* [QUOTED TEXT]
(begin)

Added 66 HD channels to get over 120 HD channels. Added 5 or 6 SD channels. Added 5 Latino channels. Added 18 international channels. 49 new HD local markets.

Golf Channel and Versus HD - Full Time Channels December 5th
Golf HD 401 (9473) TurboHD Silver / Silver HD
Vs HD 151 (9466) TurboHD Gold / Gold HD

"May Launch": In discussion/negotiations with ...
BET, CMT, MTV, VH1, Comedy Central, FX, Spike, Speed, Nickelodeon, Showtime

Looking for real HD (not upconvert) 24 hours per day.

*Ciel-2 Launch*
- Largest Spacebus class satellite ever built
- From Baikonur Cosmodrome on a Proton Breeze M launch vehicle
- Wednesday, December 10th
- Watch on DISH Network Channel 101 starting at 6:15am MT [8:15 ET]

Spotbeams and more capacity for national HD. In service the 1st of February.

*Local HD Markets*
"17" launched since September

Next:
12/11: Topeka, KS and South Bend, IN
December: Tulsa, OK
Early 2009: Columbus, OH - Paducah, KY - Roanoke, VA - Indianapolis, IN - Davenport, IA - Fargo, ND

*Interview - MSNBC Closing Bell's Maria Bartiromo*
From the floor of the NY Stock Exchange. Economic and personal discussion.

(end)

Answer these three questions from the channel update:
(a) On what day and date is the Ciel-2 launch set?
(b) Which local HD market is listed for December?
(c) What channel number does Golf HD have?
The entries come from a different source than the channel update.

* [SUPPLIED RECORDS]
(begin)

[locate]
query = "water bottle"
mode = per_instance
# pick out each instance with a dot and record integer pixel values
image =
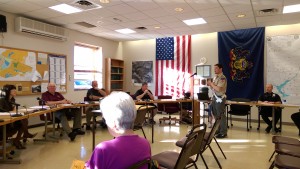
(284, 101)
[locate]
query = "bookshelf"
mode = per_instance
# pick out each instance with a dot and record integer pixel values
(114, 75)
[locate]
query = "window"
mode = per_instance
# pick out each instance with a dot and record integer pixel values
(87, 66)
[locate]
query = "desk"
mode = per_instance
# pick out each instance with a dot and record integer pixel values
(8, 119)
(264, 104)
(195, 106)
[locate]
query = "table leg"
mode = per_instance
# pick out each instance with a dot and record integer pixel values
(273, 120)
(46, 139)
(93, 129)
(4, 160)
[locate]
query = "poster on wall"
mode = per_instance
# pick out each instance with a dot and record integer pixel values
(283, 60)
(142, 71)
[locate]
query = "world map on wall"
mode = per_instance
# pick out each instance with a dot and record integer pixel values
(16, 65)
(283, 67)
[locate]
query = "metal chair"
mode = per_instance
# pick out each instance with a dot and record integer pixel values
(169, 108)
(206, 142)
(240, 110)
(140, 119)
(190, 148)
(284, 140)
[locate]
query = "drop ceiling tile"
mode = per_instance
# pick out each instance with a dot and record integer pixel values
(122, 9)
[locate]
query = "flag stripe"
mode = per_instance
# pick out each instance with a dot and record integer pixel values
(172, 75)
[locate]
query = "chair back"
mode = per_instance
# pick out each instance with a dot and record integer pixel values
(140, 115)
(213, 131)
(192, 146)
(167, 107)
(86, 99)
(240, 109)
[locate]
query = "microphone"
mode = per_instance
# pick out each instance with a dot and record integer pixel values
(193, 74)
(17, 106)
(42, 103)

(end)

* [WRITTEN SOLUTION]
(a) Wednesday, December 10th
(b) Tulsa, OK
(c) 401